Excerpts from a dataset
*-*-*

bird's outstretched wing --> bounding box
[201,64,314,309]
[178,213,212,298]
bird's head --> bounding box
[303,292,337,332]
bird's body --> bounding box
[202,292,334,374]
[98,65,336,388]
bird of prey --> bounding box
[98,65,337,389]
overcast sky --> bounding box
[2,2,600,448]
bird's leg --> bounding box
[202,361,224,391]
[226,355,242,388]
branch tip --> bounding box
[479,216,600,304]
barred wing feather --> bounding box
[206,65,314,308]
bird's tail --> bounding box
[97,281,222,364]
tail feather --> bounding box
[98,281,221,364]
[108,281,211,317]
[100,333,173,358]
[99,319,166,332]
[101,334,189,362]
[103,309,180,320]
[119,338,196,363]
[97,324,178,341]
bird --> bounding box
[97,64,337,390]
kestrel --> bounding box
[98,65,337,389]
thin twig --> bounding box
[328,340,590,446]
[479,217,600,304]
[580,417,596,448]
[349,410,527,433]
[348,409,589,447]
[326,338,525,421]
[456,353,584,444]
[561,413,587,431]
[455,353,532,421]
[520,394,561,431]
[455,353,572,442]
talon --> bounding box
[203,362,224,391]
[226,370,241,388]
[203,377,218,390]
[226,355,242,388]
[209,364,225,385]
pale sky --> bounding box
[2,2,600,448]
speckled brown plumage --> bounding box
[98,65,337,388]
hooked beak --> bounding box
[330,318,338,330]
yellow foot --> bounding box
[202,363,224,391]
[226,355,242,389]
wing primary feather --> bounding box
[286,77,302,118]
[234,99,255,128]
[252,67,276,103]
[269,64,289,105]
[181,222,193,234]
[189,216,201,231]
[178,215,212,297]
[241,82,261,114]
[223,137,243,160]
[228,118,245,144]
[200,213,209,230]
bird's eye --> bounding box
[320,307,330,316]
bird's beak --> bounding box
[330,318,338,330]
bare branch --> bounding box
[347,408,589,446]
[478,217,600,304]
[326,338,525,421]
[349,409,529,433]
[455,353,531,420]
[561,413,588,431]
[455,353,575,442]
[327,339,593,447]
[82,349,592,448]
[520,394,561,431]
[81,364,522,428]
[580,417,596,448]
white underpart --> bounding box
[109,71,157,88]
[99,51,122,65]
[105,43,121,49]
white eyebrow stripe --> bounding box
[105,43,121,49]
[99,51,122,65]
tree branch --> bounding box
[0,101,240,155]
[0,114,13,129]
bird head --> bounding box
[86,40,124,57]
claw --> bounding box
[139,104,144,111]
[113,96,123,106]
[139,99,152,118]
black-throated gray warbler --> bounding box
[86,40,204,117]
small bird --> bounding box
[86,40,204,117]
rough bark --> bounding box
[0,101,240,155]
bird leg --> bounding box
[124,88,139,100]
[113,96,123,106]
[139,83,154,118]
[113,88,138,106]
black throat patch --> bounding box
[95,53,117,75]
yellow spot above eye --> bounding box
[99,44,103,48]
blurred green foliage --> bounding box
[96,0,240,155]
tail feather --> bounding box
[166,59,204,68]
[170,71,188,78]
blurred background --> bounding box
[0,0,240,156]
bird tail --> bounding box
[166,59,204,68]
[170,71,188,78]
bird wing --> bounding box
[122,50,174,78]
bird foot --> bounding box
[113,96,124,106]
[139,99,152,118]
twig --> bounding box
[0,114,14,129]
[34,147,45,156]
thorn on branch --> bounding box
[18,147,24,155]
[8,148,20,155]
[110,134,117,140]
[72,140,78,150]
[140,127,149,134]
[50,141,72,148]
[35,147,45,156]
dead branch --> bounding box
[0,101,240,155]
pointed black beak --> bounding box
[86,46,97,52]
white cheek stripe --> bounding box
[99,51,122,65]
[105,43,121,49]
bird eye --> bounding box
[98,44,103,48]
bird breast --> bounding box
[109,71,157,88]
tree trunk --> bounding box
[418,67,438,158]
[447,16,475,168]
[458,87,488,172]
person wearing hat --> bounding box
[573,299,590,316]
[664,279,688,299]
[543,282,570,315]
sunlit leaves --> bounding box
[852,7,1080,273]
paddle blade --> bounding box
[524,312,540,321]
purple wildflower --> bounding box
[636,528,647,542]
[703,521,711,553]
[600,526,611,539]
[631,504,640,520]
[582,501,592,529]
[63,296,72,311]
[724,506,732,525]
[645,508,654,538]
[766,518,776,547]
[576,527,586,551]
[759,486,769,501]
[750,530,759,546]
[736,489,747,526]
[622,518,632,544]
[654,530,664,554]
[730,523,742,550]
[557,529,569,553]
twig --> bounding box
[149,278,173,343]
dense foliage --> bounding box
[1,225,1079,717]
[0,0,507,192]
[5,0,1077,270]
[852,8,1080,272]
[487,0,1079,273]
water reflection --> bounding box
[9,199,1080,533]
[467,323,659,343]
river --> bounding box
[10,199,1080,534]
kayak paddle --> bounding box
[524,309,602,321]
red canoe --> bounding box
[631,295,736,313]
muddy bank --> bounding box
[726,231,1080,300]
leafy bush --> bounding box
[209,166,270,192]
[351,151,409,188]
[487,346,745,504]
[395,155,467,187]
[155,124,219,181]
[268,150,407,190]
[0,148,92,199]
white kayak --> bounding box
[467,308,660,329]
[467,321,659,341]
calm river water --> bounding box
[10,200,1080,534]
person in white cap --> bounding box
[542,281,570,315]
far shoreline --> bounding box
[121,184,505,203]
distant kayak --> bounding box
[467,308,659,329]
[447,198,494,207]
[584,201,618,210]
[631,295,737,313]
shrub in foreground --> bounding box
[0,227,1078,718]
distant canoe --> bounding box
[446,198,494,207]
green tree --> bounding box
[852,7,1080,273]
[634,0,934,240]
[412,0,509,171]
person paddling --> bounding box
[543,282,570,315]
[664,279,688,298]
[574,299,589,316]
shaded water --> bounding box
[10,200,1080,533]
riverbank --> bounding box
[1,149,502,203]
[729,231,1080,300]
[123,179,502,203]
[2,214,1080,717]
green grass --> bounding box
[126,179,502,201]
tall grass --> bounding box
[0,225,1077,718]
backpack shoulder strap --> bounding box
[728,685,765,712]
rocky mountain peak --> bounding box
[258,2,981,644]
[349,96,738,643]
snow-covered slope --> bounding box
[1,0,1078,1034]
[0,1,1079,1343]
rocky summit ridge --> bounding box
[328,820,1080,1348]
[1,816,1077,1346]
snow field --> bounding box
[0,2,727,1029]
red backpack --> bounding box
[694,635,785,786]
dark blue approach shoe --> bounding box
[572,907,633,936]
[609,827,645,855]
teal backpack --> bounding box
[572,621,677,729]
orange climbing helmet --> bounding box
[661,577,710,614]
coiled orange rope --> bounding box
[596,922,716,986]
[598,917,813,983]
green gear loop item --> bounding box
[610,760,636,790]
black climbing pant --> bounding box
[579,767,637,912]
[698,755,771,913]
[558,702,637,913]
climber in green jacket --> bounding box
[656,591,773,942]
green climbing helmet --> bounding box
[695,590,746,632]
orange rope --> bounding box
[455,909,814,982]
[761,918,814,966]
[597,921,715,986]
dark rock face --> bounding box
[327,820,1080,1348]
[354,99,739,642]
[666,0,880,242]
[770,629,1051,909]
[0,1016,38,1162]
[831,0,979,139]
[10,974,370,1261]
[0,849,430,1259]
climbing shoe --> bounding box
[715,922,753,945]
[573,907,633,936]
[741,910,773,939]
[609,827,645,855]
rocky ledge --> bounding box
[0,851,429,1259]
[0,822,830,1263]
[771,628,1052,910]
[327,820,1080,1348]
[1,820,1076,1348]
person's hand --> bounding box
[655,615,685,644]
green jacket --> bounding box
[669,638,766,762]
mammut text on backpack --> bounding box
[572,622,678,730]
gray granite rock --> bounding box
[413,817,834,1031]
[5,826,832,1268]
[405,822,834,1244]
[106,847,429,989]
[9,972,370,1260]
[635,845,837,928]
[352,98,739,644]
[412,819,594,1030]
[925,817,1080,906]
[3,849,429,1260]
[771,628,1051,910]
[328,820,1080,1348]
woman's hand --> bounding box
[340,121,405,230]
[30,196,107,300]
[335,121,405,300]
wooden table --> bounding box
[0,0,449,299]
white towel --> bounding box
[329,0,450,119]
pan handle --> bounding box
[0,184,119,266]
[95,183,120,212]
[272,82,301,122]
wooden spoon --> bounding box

*-*-*

__About this task__
Exactly and exclusively, repeat the lines from the line that contains "woman's hand --> bounding box" through the end of the records, both ends included.

__Your response__
woman's hand --> bounding box
[340,121,405,230]
[30,196,107,300]
[335,121,405,300]
wooden table --> bounding box
[0,0,449,299]
white towel --> bounding box
[329,0,450,119]
pan handle --> bounding box
[0,184,119,266]
[95,183,120,212]
[272,82,301,122]
wooden spoon --> bounding box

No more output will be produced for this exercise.